[Reading passage]

You ever wonder how a couple of college students managed to turn a simple email newsletter into a $75 Million dollar business? Yeah, me too.
Morning Brew is one of the best success stories in modern media. Founded in 2015 by Alex Lieberman and Austin Rief, this daily newsletter about business news now boasts 4 million+ subscribers, an army of engaged readers, and a fat acquisition deal from Insider (formerly Business Insider). But this wasn't some overnight success or fluke. It was a calculated, methodical execution of a playbook that anyone building an audience-first business should steal.
So, let’s break it down. What EXACTLY did these guys do? What are the principles, strategies, and non-negotiables that fueled their massive growth? Here’s the blueprint:
1. Start With an Underserved Niche & Killer Product
Alex and Austin saw a gap: Business news was either too boring (WSJ, CNBC) or too shallow (BuzzFeed, mainstream media). They built a product that was short, witty, and actually enjoyable to read.

[/Reading passage]
[Data provided]

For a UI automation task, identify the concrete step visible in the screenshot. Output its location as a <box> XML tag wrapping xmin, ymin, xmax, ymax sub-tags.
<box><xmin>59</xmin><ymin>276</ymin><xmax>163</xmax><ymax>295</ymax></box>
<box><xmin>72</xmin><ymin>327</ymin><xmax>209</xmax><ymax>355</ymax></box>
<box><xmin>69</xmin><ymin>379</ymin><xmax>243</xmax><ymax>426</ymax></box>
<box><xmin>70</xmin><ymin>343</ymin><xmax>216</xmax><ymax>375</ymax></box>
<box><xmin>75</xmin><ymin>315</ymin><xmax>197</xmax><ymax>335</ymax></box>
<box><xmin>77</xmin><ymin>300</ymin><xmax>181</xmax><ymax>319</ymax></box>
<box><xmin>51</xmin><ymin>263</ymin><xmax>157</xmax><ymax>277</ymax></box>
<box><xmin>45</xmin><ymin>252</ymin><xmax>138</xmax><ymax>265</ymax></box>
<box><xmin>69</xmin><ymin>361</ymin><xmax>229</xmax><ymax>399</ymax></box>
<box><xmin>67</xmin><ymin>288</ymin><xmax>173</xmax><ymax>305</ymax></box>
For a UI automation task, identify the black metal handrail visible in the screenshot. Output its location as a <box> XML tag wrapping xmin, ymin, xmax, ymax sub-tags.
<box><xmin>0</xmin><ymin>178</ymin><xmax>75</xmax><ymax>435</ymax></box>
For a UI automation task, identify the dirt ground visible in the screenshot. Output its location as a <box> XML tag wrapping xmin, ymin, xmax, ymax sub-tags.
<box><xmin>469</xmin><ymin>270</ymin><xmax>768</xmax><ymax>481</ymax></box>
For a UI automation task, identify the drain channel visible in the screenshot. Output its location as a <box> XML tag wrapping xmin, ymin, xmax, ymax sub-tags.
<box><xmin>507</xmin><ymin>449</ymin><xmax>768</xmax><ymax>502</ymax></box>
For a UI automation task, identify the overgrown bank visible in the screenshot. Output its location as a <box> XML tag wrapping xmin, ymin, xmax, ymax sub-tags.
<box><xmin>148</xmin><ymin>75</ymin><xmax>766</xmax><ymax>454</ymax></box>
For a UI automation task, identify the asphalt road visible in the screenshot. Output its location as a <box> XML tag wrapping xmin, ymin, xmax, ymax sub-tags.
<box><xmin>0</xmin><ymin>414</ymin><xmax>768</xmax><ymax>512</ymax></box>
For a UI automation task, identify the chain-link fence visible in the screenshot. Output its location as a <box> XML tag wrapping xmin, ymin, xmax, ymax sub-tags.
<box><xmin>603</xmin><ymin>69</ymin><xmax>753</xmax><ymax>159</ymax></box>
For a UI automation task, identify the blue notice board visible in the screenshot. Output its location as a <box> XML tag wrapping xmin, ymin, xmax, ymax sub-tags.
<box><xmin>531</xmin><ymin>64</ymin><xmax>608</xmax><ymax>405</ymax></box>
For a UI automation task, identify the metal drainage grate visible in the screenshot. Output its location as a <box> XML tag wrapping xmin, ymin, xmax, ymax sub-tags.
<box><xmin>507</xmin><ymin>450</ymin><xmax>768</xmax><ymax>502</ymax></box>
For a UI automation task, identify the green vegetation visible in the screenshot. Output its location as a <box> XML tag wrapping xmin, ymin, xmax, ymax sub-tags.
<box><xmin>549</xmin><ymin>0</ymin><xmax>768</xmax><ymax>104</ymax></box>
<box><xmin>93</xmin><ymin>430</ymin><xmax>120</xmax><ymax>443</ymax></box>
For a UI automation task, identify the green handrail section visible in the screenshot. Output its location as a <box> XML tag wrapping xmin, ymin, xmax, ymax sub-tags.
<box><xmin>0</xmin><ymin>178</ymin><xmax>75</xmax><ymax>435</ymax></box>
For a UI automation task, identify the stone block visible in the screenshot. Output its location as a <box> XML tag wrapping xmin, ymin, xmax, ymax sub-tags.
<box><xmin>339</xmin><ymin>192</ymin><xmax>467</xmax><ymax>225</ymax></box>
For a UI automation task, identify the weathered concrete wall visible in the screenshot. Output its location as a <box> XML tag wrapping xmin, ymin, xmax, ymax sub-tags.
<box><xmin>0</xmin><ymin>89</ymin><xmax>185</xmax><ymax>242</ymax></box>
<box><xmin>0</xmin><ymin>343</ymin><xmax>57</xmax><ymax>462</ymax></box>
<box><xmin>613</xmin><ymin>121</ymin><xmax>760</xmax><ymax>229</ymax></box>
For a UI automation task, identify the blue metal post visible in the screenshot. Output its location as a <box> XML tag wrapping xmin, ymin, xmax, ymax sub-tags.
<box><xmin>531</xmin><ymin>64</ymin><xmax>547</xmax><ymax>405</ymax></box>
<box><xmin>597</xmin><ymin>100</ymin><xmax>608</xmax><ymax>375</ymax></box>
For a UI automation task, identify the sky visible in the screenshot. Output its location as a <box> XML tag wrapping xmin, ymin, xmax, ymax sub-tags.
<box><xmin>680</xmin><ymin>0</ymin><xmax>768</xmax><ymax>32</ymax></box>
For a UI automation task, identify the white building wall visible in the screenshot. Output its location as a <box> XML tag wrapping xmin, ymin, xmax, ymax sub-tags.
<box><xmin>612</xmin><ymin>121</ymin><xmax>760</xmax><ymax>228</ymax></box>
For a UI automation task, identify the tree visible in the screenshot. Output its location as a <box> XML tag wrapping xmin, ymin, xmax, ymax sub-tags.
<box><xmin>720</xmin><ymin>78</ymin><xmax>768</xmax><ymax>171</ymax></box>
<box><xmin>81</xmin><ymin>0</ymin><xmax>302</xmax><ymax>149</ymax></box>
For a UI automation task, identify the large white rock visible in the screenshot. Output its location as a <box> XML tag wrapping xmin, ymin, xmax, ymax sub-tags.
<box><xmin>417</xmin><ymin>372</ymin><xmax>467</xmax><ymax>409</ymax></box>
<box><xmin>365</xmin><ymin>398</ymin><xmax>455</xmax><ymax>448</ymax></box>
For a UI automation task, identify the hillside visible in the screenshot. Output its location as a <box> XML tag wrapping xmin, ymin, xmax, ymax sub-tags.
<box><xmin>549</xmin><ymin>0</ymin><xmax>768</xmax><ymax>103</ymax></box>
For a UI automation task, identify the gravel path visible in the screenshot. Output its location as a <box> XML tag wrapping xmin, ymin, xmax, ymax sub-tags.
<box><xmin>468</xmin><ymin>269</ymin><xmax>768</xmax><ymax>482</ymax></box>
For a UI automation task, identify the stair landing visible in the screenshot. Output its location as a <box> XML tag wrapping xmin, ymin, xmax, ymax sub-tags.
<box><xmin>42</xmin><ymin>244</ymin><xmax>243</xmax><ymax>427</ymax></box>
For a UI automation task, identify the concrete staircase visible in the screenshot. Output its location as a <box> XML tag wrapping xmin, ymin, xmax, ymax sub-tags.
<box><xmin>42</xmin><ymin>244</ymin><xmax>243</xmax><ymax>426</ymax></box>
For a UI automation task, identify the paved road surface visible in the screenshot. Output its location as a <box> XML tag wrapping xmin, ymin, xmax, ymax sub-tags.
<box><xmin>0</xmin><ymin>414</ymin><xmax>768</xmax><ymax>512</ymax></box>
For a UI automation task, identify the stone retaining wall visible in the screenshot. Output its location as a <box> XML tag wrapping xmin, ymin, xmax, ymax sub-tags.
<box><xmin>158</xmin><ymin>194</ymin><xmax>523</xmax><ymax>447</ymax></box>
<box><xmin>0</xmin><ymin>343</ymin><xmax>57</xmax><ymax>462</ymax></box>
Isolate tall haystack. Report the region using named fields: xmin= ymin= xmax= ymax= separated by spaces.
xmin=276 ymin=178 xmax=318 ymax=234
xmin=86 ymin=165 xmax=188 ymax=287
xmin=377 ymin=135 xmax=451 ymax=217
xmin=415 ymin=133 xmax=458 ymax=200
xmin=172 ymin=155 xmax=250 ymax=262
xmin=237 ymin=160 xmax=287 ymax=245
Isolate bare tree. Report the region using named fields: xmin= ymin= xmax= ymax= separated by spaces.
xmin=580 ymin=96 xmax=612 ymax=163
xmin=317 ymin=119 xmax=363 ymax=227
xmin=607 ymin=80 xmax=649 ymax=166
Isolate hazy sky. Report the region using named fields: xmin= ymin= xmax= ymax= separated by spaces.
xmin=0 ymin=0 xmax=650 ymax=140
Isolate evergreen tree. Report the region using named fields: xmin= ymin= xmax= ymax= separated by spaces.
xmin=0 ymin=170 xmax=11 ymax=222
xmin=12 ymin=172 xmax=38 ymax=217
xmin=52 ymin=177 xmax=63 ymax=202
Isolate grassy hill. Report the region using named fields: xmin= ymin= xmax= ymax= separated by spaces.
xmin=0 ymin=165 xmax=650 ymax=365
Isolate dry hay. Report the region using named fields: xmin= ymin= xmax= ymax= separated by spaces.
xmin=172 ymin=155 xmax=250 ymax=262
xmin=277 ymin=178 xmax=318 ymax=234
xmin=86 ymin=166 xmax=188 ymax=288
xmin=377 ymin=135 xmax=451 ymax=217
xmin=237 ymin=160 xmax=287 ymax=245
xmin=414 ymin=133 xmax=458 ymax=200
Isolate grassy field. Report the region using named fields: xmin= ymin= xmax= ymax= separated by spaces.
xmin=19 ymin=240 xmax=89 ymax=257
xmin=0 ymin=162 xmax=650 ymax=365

[/Data provided]

= Required tasks =
[1] Indicate whether each statement agrees with the Morning Brew passage, answering yes or no and quoting the words of the passage that decide it. (a) Morning Brew was founded in 2015 by Alex Lieberman and Austin Rief. (b) Morning Brew's growth was an overnight success. (c) Morning Brew was acquired by CNBC.
[2] According to the Morning Brew passage, why did Alex and Austin build a short, witty newsletter? Answer in one to three sentences.
[3] Copy the Morning Brew passage from "Morning Brew is" to "enjoyable to read.", leaving every word and mark unchanged.

= Answers per task =
[1]
(a) Yes: "Founded in 2015 by Alex Lieberman and Austin Rief"
(b) No: "But this wasn't some overnight success or fluke."
(c) No: "a fat acquisition deal from Insider (formerly Business Insider)"

[2] They saw a gap in business news, which was either too boring, as with WSJ and CNBC, or too shallow, as with BuzzFeed and mainstream media. In response, they built a product that was short, witty, and actually enjoyable to read.

[3]
Morning Brew is one of the best success stories in modern media. Founded in 2015 by Alex Lieberman and Austin Rief, this daily newsletter about business news now boasts 4 million+ subscribers, an army of engaged readers, and a fat acquisition deal from Insider (formerly Business Insider). But this wasn't some overnight success or fluke. It was a calculated, methodical execution of a playbook that anyone building an audience-first business should steal.
So, let’s break it down. What EXACTLY did these guys do? What are the principles, strategies, and non-negotiables that fueled their massive growth? Here’s the blueprint:
1. Start With an Underserved Niche & Killer Product
Alex and Austin saw a gap: Business news was either too boring (WSJ, CNBC) or too shallow (BuzzFeed, mainstream media). They built a product that was short, witty, and actually enjoyable to read.